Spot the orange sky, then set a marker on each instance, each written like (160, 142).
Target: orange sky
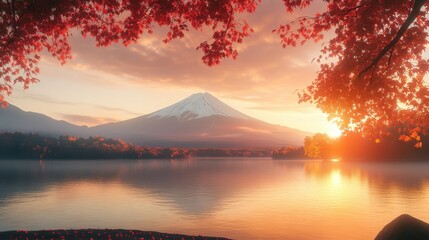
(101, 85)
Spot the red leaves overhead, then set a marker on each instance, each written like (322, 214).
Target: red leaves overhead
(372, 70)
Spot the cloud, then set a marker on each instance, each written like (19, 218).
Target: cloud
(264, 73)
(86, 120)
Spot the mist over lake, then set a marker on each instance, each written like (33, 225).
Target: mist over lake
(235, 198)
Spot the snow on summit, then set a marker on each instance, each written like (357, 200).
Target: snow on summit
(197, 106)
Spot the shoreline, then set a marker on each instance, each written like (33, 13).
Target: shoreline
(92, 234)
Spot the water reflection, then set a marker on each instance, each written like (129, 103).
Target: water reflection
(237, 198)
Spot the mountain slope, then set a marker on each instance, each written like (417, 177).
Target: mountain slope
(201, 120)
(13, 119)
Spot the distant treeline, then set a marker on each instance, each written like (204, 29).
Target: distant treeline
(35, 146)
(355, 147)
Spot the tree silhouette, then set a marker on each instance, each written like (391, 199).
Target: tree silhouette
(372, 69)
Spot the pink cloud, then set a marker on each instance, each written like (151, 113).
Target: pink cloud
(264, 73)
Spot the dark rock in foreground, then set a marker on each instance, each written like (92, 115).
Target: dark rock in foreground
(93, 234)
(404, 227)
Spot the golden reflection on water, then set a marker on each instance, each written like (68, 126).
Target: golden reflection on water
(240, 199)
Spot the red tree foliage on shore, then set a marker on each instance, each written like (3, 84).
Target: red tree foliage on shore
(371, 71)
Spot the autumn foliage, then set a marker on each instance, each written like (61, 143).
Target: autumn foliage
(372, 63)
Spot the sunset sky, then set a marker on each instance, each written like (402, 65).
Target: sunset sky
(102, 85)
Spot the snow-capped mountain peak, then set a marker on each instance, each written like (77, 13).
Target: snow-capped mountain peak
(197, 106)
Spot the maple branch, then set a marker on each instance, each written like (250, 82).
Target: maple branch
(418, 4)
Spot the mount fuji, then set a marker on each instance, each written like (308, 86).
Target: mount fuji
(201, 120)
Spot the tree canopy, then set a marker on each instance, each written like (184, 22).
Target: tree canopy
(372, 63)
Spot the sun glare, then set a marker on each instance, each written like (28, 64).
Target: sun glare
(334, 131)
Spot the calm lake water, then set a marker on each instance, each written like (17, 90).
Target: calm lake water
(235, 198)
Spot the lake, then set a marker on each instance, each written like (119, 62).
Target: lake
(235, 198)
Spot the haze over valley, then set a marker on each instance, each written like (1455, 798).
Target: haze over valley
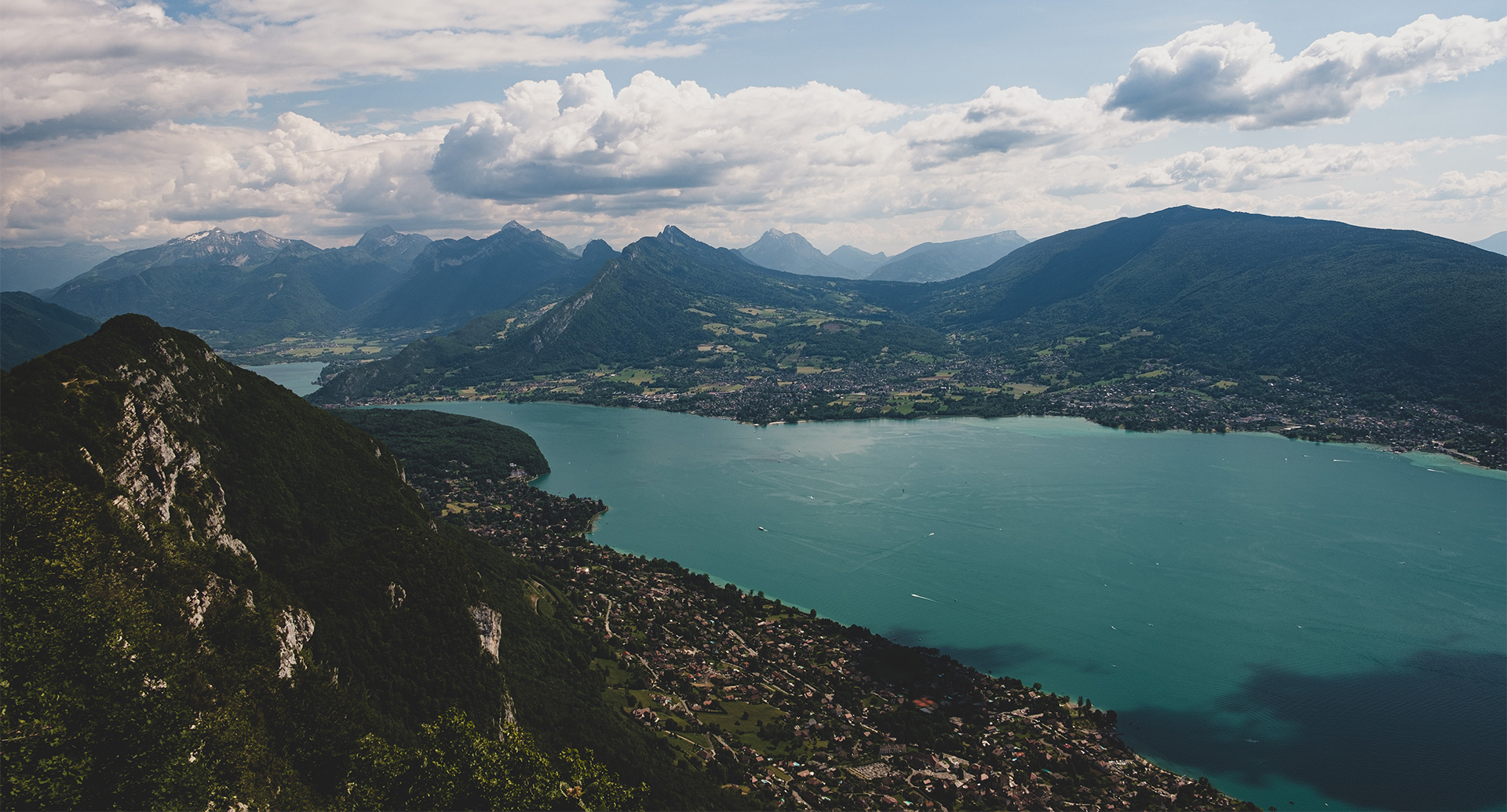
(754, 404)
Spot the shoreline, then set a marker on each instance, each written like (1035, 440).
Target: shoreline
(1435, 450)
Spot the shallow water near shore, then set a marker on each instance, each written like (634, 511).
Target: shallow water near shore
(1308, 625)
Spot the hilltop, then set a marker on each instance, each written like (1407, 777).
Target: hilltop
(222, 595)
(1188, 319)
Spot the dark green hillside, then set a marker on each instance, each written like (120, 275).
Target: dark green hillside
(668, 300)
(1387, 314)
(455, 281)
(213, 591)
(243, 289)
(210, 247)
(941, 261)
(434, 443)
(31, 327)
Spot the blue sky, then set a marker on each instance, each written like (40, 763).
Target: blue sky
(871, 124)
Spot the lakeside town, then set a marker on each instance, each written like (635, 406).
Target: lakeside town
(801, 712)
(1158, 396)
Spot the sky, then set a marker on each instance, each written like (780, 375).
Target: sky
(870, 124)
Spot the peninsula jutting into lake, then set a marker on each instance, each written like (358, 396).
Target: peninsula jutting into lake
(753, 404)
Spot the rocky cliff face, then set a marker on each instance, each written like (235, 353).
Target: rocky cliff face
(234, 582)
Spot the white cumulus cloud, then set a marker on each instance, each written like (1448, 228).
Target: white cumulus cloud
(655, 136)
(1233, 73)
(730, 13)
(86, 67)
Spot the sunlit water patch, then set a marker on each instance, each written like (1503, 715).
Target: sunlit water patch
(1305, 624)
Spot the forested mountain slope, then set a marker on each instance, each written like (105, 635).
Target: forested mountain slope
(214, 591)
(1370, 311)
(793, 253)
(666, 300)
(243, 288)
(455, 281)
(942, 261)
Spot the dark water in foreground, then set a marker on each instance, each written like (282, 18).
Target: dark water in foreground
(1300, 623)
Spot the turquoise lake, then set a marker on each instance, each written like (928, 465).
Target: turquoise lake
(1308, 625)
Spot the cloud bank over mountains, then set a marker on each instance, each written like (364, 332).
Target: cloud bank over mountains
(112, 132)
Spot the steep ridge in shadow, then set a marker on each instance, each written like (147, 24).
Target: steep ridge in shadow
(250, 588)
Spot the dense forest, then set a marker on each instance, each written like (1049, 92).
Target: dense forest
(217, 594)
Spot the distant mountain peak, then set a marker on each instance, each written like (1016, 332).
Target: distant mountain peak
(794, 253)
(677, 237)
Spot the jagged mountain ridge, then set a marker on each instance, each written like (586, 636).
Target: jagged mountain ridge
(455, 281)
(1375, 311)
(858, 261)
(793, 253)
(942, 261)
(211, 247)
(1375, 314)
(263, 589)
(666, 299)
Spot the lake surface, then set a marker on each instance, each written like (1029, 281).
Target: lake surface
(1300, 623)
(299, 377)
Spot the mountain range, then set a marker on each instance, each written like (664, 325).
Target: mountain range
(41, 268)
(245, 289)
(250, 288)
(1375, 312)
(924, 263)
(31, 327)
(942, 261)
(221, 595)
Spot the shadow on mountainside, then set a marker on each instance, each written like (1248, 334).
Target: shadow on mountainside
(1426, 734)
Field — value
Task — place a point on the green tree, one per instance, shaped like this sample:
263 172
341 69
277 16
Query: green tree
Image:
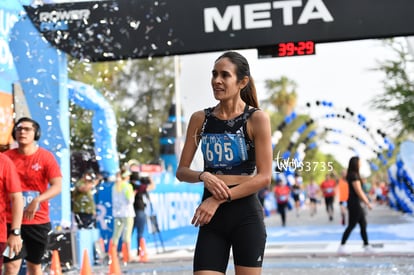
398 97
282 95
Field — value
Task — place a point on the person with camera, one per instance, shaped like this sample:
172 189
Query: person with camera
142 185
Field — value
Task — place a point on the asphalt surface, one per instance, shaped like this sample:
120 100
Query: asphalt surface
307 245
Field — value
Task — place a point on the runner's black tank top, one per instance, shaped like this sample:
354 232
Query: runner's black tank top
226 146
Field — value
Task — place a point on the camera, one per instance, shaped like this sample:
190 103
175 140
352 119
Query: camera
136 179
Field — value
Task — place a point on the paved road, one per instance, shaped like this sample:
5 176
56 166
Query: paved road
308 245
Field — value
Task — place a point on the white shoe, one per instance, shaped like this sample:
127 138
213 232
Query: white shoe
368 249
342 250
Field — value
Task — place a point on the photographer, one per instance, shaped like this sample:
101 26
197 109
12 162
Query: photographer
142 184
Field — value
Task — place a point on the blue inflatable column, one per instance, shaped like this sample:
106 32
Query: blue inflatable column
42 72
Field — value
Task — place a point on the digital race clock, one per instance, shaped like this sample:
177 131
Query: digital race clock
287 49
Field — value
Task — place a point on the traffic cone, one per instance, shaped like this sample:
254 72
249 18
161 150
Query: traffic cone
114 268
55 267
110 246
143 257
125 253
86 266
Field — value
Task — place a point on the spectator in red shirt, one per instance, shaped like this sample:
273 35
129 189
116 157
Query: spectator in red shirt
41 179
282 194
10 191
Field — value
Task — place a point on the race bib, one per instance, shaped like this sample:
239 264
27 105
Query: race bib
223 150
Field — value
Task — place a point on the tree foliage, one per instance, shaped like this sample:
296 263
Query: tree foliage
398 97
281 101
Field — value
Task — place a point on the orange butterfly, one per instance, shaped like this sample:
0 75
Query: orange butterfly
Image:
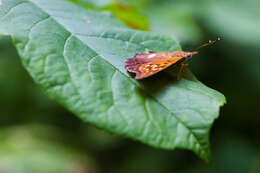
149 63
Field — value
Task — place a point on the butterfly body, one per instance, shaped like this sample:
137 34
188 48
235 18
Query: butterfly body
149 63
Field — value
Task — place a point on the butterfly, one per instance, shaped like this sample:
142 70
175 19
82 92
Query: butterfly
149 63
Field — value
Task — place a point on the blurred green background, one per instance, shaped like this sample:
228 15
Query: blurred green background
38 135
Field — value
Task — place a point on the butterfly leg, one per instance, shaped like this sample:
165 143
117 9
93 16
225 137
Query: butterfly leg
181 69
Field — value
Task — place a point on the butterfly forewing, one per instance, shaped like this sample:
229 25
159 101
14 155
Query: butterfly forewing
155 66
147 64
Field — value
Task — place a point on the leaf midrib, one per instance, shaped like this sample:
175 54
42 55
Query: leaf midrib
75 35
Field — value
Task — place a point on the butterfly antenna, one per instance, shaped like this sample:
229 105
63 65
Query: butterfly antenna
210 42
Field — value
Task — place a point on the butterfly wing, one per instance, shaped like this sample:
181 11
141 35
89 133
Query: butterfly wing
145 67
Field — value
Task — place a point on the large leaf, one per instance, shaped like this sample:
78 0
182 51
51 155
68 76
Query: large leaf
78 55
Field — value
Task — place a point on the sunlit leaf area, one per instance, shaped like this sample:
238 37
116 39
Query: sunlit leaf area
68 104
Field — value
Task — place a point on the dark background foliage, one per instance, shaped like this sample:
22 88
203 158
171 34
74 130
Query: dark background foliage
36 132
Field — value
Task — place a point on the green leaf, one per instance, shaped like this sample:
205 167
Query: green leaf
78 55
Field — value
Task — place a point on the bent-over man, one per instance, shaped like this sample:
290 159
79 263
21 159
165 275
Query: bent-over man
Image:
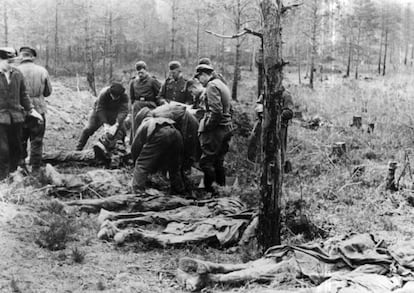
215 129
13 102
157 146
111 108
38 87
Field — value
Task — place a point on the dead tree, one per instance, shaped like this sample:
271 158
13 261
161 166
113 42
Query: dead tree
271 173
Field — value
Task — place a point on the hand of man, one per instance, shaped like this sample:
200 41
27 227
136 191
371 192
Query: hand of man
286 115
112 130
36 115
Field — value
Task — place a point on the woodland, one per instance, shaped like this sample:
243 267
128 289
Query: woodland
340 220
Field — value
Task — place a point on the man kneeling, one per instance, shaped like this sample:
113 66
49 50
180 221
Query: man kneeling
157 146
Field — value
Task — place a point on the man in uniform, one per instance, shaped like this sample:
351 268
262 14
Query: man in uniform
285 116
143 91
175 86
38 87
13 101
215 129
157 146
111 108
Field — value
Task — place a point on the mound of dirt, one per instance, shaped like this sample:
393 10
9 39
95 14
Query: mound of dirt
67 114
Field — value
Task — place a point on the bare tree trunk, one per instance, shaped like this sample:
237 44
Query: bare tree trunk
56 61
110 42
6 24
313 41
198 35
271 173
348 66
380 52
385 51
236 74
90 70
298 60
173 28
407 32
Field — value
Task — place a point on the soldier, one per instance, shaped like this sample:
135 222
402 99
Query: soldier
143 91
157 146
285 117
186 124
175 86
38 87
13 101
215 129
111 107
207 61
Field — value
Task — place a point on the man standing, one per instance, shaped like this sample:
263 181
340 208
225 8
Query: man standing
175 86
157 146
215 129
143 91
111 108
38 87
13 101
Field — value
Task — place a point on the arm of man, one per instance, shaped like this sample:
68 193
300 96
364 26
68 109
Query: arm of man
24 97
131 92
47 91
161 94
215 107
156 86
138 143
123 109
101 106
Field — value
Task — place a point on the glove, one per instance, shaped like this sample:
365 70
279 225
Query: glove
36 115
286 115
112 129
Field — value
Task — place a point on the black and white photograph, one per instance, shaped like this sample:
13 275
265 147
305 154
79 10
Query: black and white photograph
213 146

# [AIM OF THE TASK]
Keep both end lines and retype everything in the records above from the line containing "Spot the dark water" through the line containing "Spot the dense", exactly, with nothing else.

# [SOLUTION FOR THIS TASK]
Spot the dark water in foreground, then set a marker on each instance, each written like (282, 18).
Target: dark water in foreground
(1300, 623)
Spot the turquoise lake, then set a marker on each instance, each written like (928, 465).
Target: turquoise lake
(1308, 625)
Spot the cloud bank over mountains, then set a marker on each instance, each written like (364, 332).
Target: cloud bank over mountains
(112, 132)
Spot the steep ridge in shadow, then set a marker on each instance, each written like (147, 24).
Target: steep ridge in shadow
(250, 588)
Spot the dense forest, then set a marker on each instance, each written like (1049, 92).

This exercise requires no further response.